=== Article ===

=======

Now let me explain why I don’t share the excitement of fellow cloud pundits. Most of the excitement on this news is there because this signifies a major consolidation wave and the winner of this race will end up with large marketshare. I do not see it that way. I see it as a beginning of a wave where Telcos and other traditional IT vendors will go on with acquisition plans to fill the gaps in their arsenal as they see increasing cloud adoption. This excitement is also due to the traditional economic thinking and they see such consolidations leading to few players having monopoly hold in the market. As an open source guy, I like the economics of abundance and I see a world of open federated cloud ecosystem consisting of large number of infrastructure players than just a handful of monopoly players. When such an ecosystem emerges (well, it will emerge sooner than later once OpenStack is out production ready and other players like Eucalyptus, Cloud.com, Cloupia, etc. gain widespread traction), infrastructure services will lose its attraction compared to how it is viewed now with the traditional thinking. This is exactly why I see this acquisition more as filling the gaps than anything else.

=======

=== Records provided ===

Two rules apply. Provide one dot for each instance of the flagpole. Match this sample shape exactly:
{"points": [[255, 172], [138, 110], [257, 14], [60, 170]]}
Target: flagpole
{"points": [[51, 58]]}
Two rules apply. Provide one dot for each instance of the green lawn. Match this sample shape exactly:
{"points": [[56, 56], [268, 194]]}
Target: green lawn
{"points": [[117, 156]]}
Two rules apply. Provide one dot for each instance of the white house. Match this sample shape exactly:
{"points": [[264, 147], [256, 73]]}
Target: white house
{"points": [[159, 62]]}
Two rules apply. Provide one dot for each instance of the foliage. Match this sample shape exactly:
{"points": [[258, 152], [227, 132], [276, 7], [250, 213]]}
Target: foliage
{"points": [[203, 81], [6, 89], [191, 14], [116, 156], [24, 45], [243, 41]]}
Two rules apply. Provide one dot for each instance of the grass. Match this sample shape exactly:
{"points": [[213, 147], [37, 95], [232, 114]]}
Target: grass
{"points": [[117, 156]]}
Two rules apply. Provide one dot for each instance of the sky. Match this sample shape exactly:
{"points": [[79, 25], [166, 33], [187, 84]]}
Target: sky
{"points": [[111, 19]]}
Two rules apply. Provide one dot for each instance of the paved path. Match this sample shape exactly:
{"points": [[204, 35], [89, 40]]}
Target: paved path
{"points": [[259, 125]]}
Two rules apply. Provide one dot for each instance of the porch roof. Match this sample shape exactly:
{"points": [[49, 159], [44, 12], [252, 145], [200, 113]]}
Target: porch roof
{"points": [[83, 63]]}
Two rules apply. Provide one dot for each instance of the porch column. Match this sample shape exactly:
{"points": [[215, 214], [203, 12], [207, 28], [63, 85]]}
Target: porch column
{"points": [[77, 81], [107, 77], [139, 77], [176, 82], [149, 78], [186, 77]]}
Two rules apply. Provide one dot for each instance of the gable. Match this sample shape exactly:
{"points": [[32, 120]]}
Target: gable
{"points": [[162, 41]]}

=======

=== Directions ===
**a)** In the commentary on cloud acquisitions, what kind of economics does the writer say they like as an open source person?
**b)** Resume the commentary on cloud acquisitions after its final sentence.

=== Results ===
**a)** The economics of abundance.

**b)**
As PaaS becomes the future of cloud services, the excitement will be around any M&A in the PaaS space. Even in a PaaSy world, we would not see the kind consolidation expected by people who see the world with old fashioned economic lens. We are going to see a federated cloud ecosystem and any mergers and acquisitions should be seen as repositioning in such an ecosystem than any big trend towards massive consolidation. Gone are the days of large monopolies. Not only the governments are watching closer, the market itself has become smarter and democratized. Acquisitions like the Terremark deal will be a blip in the screen than any major seismic or astronomical event.
Meh, anything else?
Well, this may appear more like a wishful thinking than anything worthwhile. However, if you see the real long term trend, you will notice the shift already happening. It didn’t start with cloud computing. It has started the moment open source started applying market pressures on the market dominated by proprietary software. The trend is going to accelerate more in the cloud based world. All I can say now is “let us wait and see”. Have a great weekend folks.
Related articles
- Verizon to acquire Terremark in £879m deal (v3.co.uk)
- Verizon to buy Terremark for $1.4 billion (news.cnet.com)
- Verizon to buy Terremark for $1.4 billion (news.cnet.com)
- “Verizon Communications to Acquire Terremark for 14B” and related posts (thewhir.com)
- Verizon Buying Terremark for $1.4 Billion (webpronews.com)
- Verizon to Bid for Cloud Provider Terremark (pcworld.com)
- Verizon to Acquire Terremark for $1.4 Billion (datacenterknowledge.com)
- Terremark Soars 35% On Verizon Buyout (forbes.com)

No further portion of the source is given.